Ahora parece, o debería parecer, ciencia ficción. Pero han sido muchos los años en los que hemos convivido con ese reglamento social (sí, así eran las reglas) como para conseguir adaptarnos al cambio en un periquete. Un cambio que lo único que propone es la igualdad de derechos y oportunidades (¡por favor, no olvidemos las oportunidades!) de hombres y mujeres. Algo básico y sencillo. Algo que parece fácil de asimilar y de llevar a la práctica. Algo que nos permita, entre otras cosas, regresar a casa a la hora que nos dé la gana y de la manera que nos parezca oportuna sin tener miedo a ser agredidas primero por algún (o algunos, visto lo visto) bestias y, después, por la sociedad en general.
Ese Nada importante es el que ha dado título a mi última novela. En ella pretendo plasmar, a través de una historia y unos personajes ficticios, la postura adoptada por la sociedad frente a la violencia de género desde los años 90, cuando se consideraban “crímenes pasionales”, hasta la actualidad. A lo largo de sus páginas acompañaremos a la joven Minerva, atacada de manera brutal en plena calle y abandonada a su suerte junto al cadáver de su expareja, muerto de un tiro en la sien, en lo que parece un ataque de violencia machista. Minerva sobrevive a la terrible agresión y, tras recuperarse, se enfrenta no solo a secuelas físicas y psicológicas, sino a la opinión pública. Además, la persona responsable de ese asalto la sigue durante años esperando la oportunidad de acabar definitivamente con ella. ¿Cuánto ha cambiado la sociedad desde entonces en relación a estos actos violentos hacia las mujeres?

- Datos para analizar:
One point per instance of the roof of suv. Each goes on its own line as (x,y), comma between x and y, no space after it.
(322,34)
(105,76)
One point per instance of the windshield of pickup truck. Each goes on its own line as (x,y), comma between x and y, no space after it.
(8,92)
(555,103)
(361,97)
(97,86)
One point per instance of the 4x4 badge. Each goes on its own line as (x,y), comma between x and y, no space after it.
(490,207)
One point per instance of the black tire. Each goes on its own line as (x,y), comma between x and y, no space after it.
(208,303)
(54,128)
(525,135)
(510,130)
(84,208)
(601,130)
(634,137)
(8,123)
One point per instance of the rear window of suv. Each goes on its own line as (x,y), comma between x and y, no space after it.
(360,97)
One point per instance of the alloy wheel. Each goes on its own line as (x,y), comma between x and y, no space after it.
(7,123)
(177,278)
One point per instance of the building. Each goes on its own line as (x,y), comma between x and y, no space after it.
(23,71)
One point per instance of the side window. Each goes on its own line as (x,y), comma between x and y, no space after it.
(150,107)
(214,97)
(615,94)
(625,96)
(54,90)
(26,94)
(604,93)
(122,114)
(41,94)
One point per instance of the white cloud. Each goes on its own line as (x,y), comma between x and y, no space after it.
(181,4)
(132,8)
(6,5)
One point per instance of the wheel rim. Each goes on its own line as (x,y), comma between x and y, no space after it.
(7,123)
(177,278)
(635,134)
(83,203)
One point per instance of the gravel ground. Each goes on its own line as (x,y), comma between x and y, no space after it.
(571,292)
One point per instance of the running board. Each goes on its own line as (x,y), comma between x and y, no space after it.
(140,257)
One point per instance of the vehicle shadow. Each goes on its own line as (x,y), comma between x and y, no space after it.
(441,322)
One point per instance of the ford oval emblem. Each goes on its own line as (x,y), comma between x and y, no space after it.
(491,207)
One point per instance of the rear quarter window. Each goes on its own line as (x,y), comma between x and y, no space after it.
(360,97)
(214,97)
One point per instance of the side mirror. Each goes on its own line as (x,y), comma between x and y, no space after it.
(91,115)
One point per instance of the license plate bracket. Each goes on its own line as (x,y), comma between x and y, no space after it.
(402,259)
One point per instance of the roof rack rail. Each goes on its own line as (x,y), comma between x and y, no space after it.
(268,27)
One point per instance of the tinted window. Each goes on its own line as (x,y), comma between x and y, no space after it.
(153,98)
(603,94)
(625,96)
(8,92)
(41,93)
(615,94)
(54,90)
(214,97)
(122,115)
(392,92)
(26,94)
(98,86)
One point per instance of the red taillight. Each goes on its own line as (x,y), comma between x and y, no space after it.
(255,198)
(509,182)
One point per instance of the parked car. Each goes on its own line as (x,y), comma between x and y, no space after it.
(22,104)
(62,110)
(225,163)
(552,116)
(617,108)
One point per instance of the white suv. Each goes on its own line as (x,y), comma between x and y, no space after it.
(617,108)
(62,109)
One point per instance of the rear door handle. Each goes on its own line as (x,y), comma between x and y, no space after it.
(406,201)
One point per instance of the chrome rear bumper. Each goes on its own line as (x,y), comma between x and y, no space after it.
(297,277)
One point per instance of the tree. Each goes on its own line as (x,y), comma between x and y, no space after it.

- Qué se pide: Reproduce sin cambios el pasaje del texto sobre la violencia de género que arranca en las palabras "Ahora parece, o" y se detiene tras "sociedad en general.".

- Solución escrita:
Ahora parece, o debería parecer, ciencia ficción. Pero han sido muchos los años en los que hemos convivido con ese reglamento social (sí, así eran las reglas) como para conseguir adaptarnos al cambio en un periquete. Un cambio que lo único que propone es la igualdad de derechos y oportunidades (¡por favor, no olvidemos las oportunidades!) de hombres y mujeres. Algo básico y sencillo. Algo que parece fácil de asimilar y de llevar a la práctica. Algo que nos permita, entre otras cosas, regresar a casa a la hora que nos dé la gana y de la manera que nos parezca oportuna sin tener miedo a ser agredidas primero por algún (o algunos, visto lo visto) bestias y, después, por la sociedad en general.